» Short problem a
Counting case-sensitively, how many lines of the listing contain the string "outside"? Reply with the number alone.

» Extract
———
Can somebody help me out with these please..


Can you explain figure D to me? I am not understanding it! I know C is not planar and thats why it's not anti-planar!

How is choice A (R) and choice C (S)? I thought the exact opposite about both!!!

Why is this not A?

Thanks in advance

 

[suhshi]

for the first question

i think C is anti aromatic because 4n+2=8
thus n is an integer, making it antiaromatic

im not sure about D


and the second question, the lowest number substituents are coming at you so you gotta switch the configurations


i dont kno bout third


correct me please if im wrong somebody

 

[Dental Jarry]

Hi,


How is choice A (R) and choice C (S)? I thought the exact opposite about both!!!

Thanks in advance

For choice A, shen you put the elements in order you should get 1)Br 2)COOH 3)CH3 4)H ..You want the H(least priority) to be facing away from you so you switch it with the CH3...When you do this your priority should be going counterclockwise(S), but since you interchanged one set you flip the orientation so it becomes R.

Same with choice C. The priority should be 1)F 2)NH2 3)COOH and 4)CH3
Again you want the one with least priority to face away from you so you interchange CH3 with COOH. You always want the one with least priority on the verticle line. After you do this the priority from 1 to 4 will be clockwise but since you interchanged one set you flip this and it becomes counterclockwise(S).

 

[loveoforganic]

The third question is B because it must proceed by antiperiplanar configuration (E2 reaction).
———
» Provided information
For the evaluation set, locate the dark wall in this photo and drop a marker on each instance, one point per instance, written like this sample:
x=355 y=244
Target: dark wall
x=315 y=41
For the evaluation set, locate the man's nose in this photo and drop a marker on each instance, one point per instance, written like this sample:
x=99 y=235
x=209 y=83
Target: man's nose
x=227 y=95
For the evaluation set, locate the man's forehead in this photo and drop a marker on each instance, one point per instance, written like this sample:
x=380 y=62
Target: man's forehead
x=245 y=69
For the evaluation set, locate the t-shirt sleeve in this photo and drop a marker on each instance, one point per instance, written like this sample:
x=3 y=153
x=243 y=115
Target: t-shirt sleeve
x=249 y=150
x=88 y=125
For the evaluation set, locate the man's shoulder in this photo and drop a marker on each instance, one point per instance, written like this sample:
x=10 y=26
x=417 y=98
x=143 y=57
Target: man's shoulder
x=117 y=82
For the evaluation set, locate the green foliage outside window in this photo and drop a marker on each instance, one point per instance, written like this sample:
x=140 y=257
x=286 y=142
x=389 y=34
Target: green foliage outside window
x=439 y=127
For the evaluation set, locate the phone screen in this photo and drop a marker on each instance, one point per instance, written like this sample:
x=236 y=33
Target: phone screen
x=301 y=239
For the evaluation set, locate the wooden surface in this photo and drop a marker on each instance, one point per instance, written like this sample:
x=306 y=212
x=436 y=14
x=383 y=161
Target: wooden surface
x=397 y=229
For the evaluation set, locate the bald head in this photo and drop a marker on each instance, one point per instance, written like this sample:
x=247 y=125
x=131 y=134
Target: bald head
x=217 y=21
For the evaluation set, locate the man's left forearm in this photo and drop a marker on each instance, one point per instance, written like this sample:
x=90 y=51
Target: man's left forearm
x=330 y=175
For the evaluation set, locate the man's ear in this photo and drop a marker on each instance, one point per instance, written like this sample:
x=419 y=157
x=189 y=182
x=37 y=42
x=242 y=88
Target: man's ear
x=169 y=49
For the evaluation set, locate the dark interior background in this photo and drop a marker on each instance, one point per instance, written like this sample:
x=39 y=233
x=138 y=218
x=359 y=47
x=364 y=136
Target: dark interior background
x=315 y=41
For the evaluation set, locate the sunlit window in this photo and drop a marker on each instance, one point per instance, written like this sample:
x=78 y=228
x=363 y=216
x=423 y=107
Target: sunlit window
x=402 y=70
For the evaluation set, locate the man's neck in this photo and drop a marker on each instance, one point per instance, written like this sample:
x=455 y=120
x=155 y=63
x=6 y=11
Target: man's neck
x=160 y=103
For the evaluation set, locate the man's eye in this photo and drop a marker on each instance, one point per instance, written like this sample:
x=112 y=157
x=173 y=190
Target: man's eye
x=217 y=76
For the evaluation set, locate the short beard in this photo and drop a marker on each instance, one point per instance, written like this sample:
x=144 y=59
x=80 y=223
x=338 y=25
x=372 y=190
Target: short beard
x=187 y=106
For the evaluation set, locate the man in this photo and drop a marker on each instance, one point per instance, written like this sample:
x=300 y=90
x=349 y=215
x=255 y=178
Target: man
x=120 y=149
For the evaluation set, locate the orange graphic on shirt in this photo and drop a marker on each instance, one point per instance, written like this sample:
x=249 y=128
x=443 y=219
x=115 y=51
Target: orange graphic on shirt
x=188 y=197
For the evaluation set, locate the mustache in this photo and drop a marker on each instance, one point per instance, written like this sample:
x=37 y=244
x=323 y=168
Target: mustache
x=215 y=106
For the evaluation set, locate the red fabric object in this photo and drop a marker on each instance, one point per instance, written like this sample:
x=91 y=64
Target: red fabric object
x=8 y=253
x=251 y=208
———
» Short problem b
Can you write out the passage of the chemistry thread from "[Dental Jarry]" up to and including "it becomes R.", word for word?

» Full response a
2

» Full response b
[Dental Jarry]

Hi,


How is choice A (R) and choice C (S)? I thought the exact opposite about both!!!

Thanks in advance

For choice A, shen you put the elements in order you should get 1)Br 2)COOH 3)CH3 4)H ..You want the H(least priority) to be facing away from you so you switch it with the CH3...When you do this your priority should be going counterclockwise(S), but since you interchanged one set you flip the orientation so it becomes R.